**PROBLEM DESCRIPTION**: Here are the records. Write out exactly the lines between the one holding "TARGET: hay shed" and the one holding "TARGET: sky", inclusive.

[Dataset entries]
+ + + +
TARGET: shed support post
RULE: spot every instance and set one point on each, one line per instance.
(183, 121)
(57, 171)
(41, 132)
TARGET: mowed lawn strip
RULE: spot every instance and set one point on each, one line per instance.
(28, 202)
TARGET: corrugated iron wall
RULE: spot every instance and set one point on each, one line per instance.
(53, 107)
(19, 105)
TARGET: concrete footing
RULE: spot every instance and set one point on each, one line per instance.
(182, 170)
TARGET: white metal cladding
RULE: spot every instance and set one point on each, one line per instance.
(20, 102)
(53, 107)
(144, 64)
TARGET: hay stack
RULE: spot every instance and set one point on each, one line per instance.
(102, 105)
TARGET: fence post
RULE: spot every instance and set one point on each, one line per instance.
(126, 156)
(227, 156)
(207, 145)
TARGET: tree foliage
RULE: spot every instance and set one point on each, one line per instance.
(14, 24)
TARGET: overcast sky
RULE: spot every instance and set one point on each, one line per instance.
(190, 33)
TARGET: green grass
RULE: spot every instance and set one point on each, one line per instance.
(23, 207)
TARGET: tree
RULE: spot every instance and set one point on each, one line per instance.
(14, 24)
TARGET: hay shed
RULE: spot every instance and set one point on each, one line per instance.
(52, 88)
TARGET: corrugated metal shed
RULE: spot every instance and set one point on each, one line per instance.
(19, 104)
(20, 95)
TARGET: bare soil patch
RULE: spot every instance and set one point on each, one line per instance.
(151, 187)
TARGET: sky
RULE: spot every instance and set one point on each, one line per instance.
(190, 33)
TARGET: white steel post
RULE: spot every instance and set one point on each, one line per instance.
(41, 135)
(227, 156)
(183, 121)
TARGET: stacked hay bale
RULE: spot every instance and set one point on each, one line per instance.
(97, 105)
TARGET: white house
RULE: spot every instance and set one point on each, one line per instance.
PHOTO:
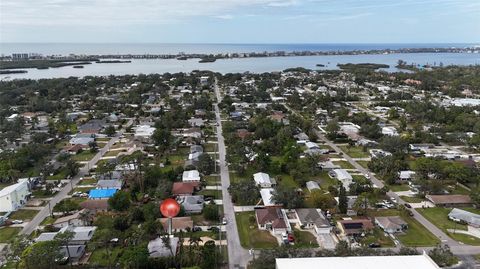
+ + + +
**REPLY TO THE EXERCISE**:
TARGET: hay shed
RULE: spot every instance and set one point on each, one line per instance.
(52, 88)
TARGET: corrugated metal shed
RULE: spot every instance and set one point on each, one line per instance.
(19, 104)
(20, 95)
TARGET: bare soil patch
RULE: spot every instance and set one point on each, one line per instance.
(151, 187)
TARGET: sky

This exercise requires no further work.